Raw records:

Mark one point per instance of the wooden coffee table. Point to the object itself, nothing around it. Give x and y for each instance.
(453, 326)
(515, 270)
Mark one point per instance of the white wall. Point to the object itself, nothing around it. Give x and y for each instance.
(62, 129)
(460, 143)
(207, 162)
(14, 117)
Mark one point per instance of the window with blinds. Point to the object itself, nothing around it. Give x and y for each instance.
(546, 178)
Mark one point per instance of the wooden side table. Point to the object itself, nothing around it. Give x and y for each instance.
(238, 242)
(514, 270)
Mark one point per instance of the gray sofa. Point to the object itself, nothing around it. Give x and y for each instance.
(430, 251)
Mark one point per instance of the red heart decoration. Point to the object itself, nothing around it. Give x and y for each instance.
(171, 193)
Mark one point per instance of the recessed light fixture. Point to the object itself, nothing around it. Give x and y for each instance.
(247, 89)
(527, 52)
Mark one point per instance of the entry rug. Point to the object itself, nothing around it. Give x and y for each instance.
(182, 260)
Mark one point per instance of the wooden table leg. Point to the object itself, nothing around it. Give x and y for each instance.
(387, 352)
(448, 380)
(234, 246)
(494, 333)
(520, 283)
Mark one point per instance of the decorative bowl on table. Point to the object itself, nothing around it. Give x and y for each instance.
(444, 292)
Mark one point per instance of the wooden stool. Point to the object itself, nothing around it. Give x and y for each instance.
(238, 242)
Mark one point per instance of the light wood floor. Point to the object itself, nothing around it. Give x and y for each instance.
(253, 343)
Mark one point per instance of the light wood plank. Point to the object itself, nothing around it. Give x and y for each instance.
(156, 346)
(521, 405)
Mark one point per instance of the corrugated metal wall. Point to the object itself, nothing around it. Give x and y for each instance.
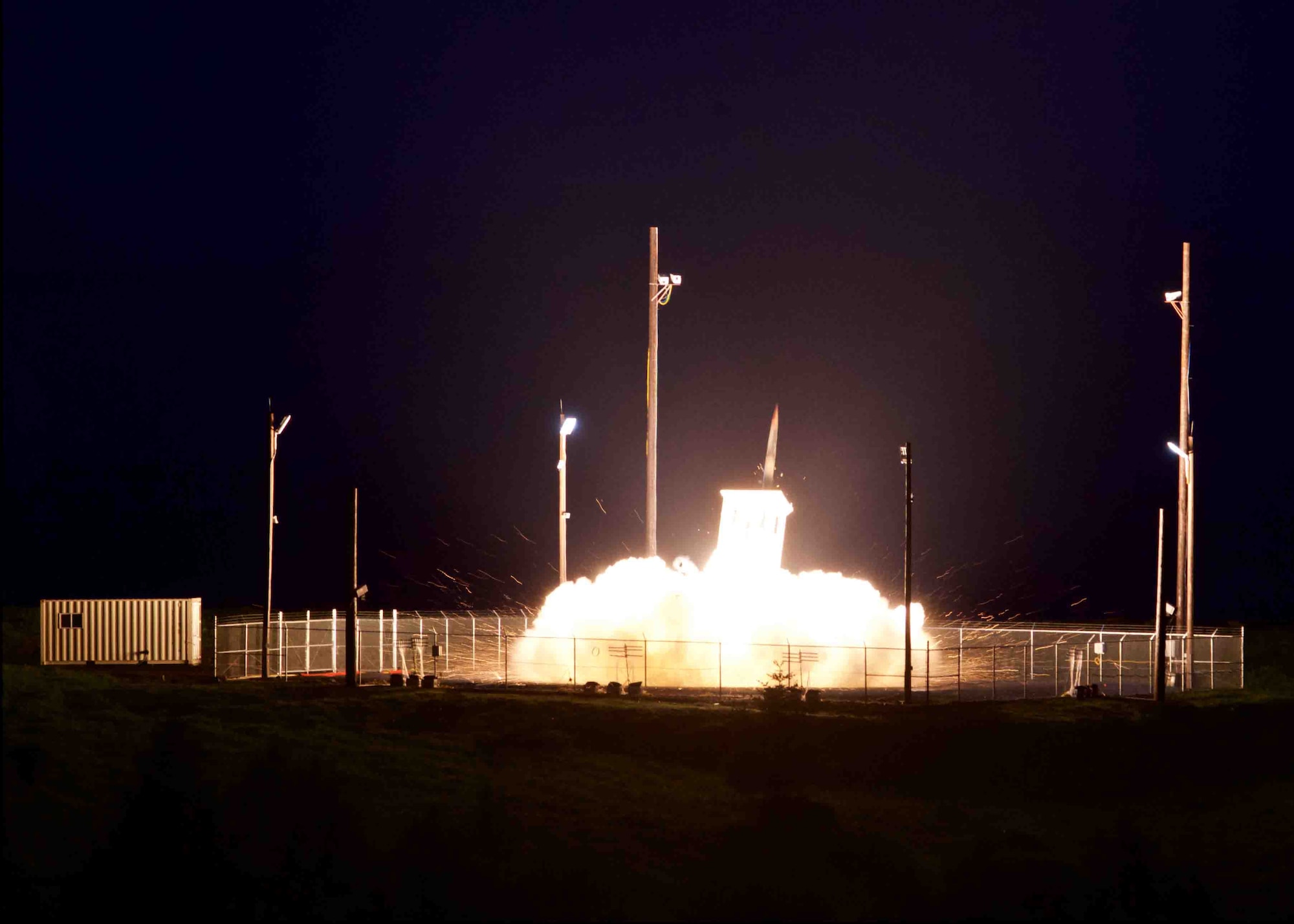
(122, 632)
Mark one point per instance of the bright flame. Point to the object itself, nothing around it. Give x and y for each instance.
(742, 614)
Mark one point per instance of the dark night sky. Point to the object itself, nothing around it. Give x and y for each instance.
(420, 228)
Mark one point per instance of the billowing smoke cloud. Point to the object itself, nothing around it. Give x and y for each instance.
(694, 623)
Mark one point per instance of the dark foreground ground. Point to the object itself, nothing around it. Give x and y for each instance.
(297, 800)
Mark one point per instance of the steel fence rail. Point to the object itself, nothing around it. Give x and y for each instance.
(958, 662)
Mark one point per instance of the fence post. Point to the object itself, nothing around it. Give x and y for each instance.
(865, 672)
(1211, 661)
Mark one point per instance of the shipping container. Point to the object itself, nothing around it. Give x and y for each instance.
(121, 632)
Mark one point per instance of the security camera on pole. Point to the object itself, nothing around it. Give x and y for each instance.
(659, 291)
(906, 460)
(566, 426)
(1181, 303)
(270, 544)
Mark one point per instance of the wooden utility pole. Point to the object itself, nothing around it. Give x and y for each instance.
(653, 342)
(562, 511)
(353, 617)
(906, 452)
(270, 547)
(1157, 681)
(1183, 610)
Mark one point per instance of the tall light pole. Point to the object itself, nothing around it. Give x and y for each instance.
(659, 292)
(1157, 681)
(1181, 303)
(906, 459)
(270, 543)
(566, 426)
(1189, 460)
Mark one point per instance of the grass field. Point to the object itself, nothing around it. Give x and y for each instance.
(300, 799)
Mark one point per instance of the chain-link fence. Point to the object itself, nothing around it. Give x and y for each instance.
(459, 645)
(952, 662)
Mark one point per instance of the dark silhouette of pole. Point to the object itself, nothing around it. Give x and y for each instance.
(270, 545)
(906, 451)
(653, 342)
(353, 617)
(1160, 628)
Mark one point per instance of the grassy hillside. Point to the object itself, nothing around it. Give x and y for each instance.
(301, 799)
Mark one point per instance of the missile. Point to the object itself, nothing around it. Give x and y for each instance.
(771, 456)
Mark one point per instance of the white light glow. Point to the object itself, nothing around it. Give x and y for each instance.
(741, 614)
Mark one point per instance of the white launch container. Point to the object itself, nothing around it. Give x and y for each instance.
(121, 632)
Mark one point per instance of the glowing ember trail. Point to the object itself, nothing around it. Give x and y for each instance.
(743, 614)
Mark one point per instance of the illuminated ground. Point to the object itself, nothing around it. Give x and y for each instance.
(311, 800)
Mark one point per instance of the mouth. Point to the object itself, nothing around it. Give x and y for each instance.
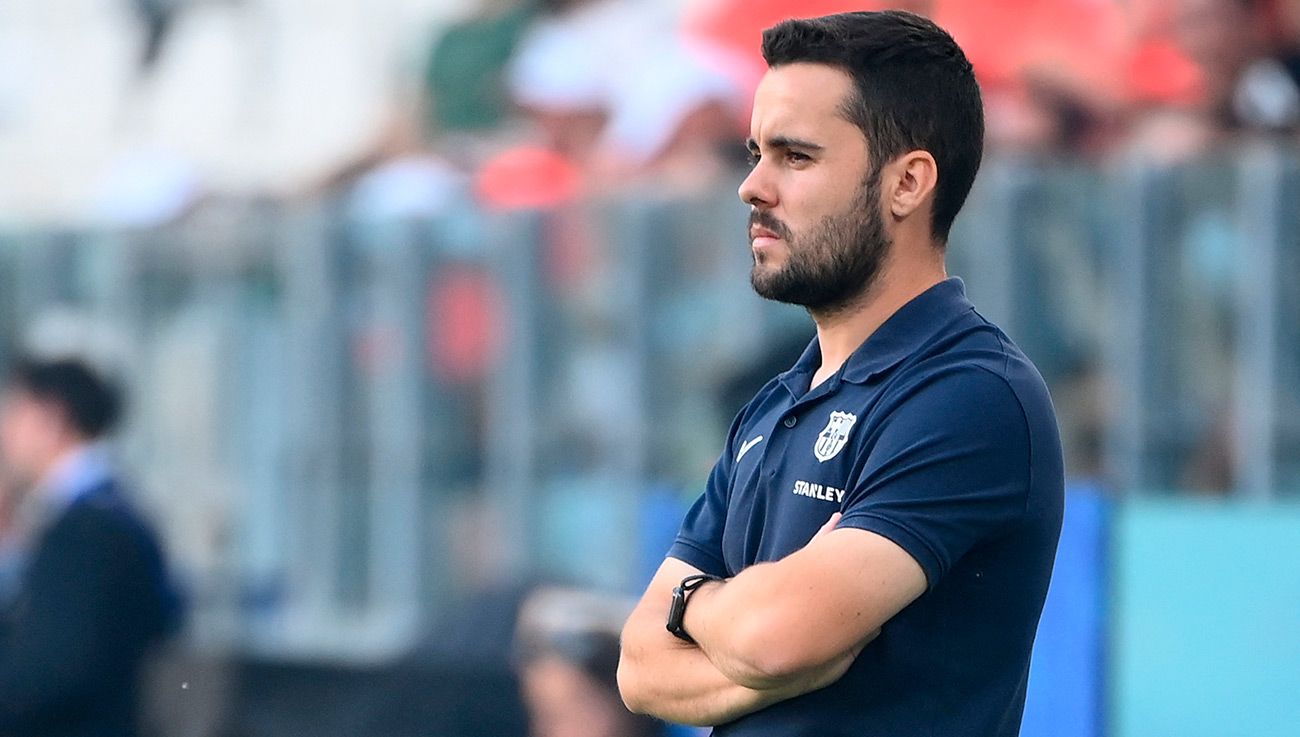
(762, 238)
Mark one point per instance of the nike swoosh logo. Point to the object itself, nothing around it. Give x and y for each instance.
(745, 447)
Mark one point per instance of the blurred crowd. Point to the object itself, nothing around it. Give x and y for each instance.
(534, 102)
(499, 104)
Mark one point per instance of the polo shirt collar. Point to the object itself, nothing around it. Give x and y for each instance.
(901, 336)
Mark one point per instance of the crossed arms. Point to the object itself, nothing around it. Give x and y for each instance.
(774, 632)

WORK TO COMPLETE => Reproduce every line of the records above verbatim, from first to last, leaving out the pictures.

REPLY =>
Mark one point per instance of the wooden coffee table. Point to the object itself, nothing around it. Give x and y for each instance.
(453, 326)
(515, 270)
Mark one point per instance of the white wall. Point to the object itself, nothing around it. Give x and y for each instance.
(62, 129)
(460, 143)
(207, 162)
(14, 117)
Mark one point per instance of the window with blinds. Point to the object itself, nothing around it. Give x and y for each instance.
(546, 178)
Mark one point per instance of the wooden side table. Point to the object itself, nothing around it. Give x and y for each instance.
(238, 242)
(514, 270)
Mark one point per instance of the gray sofa. Point to the object itself, nothing around it. Give x and y for each instance.
(430, 251)
Mark one point per instance of the red heart decoration. Point to the object itself, nothing around it. Give x and y for each instance.
(171, 193)
Mark one point per instance of the recessed light fixture. Point to the object itself, nothing around it. Give x and y for each instance.
(247, 89)
(527, 52)
Mark one point per instance of the entry rug. Point to the object itself, nothing around it. Give x and y for each instance.
(182, 260)
Mark one point per instance of the wooden table leg. Point to the object itself, nothing around it. Give x and y for each instance.
(387, 352)
(448, 380)
(234, 246)
(494, 333)
(520, 283)
Mark one point per instance of the decorative bowl on table. Point to the object itself, nothing around it. Give x and y for each instance.
(444, 292)
Mark one point per instance of the wooden stool. Point to the object itself, nothing around it. Give x and y for each instance.
(238, 242)
Mark one point per instance of the light wood floor. Point to the object itself, nothing around it. Give x and y for each instance.
(253, 343)
Mark one point per instance of the light wood plank. Point to the object itself, nothing around it. Give x and y for each instance.
(156, 346)
(521, 405)
Mark one point per instance of the corrugated metal wall. Point to the object itself, nothing around it. Give x and y for each instance.
(122, 632)
Mark one point per instance of the bright flame. Point to the object itself, nothing around it. Give x and y for each instance.
(742, 614)
Mark one point per instance of the dark night sky. Point to the object itself, nothing around it. Give x and y for each instance.
(420, 228)
Mark one point per instance of the billowing smoke cloud. Point to the object itself, nothing around it. Give x and y for each instance.
(694, 623)
Mark one point per instance of the dark foreground ground. Point to the object itself, nothing around it. Give x and y for each instance.
(297, 800)
Mark one point per instance of the steel fence rail. Point to the object itself, nothing around it. Give x and y for each instance.
(958, 662)
Mark one point per instance of the fence post. Point to the object itself, nothing around it. Give x and y for each instance.
(865, 672)
(1211, 661)
Mark one point per instance of the shipping container. Point to the object itself, nothing around it. Give x and y for each instance.
(121, 632)
Mark one point per instance of the security camera on pole. Point to the object itself, nothing around it. Give x and y for each instance.
(659, 291)
(906, 460)
(566, 426)
(1181, 303)
(270, 544)
Mark one point per instance of the wooden utility pole. Point to the object itself, nothing around it. Give x and y for each instance.
(653, 342)
(562, 511)
(353, 617)
(906, 452)
(270, 547)
(1157, 681)
(1183, 610)
Mark one point per instance of the tall light pole. Point to the object itself, nothing around it. Give x and y for each instance.
(659, 292)
(1157, 681)
(1181, 303)
(906, 459)
(270, 543)
(566, 426)
(1189, 460)
Mark one point per instance of the grass field. Point to the object itself, nothing around it. Give x and y for each instance.
(300, 799)
Mark one point per instance of the chain-link fence. Point to the object itself, nothing around it. Give x and y for each instance.
(459, 645)
(952, 662)
Mark one point per instance of the dark silhouette of pole. Point to the object itself, nothing around it. Give x and y for each instance.
(270, 545)
(906, 451)
(653, 342)
(353, 617)
(1160, 628)
Mark one point per instance of the grassy hillside. Point to the object itself, nothing around it. Give x and y for each instance.
(301, 799)
Mark one point per instance of the missile. Point to the object itself, nothing around it. Give x and y for each instance.
(771, 456)
Mark one point per instance of the white light glow. Point to the object itself, nothing around it. Give x and y for each instance.
(741, 614)
Mark one point per instance of the white launch container. Point to the object itself, nothing around it. Give x and y for each instance.
(121, 632)
Mark one point per instance of the glowing ember trail. Point to the object itself, nothing around it. Give x and y for each instance.
(743, 614)
Mark one point per instance of the illuminated ground. Point to the object itself, nothing around it. Give x and y for each instance.
(311, 800)
Mark one point per instance of the mouth. Point to the object itself, nothing around it. Give x and y for each instance.
(762, 238)
Mark one point per instance of the nike swoosh logo. Point to the object itself, nothing around it. Give x and y for each instance.
(745, 447)
Mark one point per instance of the blurred crowd. Point to the object itself, nothing around it. Give x and y for each instance.
(534, 102)
(499, 104)
Mark one point per instance of the polo shirt collar. Point to the object itself, nothing around it. Give x and y for each instance.
(901, 336)
Mark one point per instance of the crossed arms. Point to the object itself, nothing around it. Give x and y for each instance.
(774, 632)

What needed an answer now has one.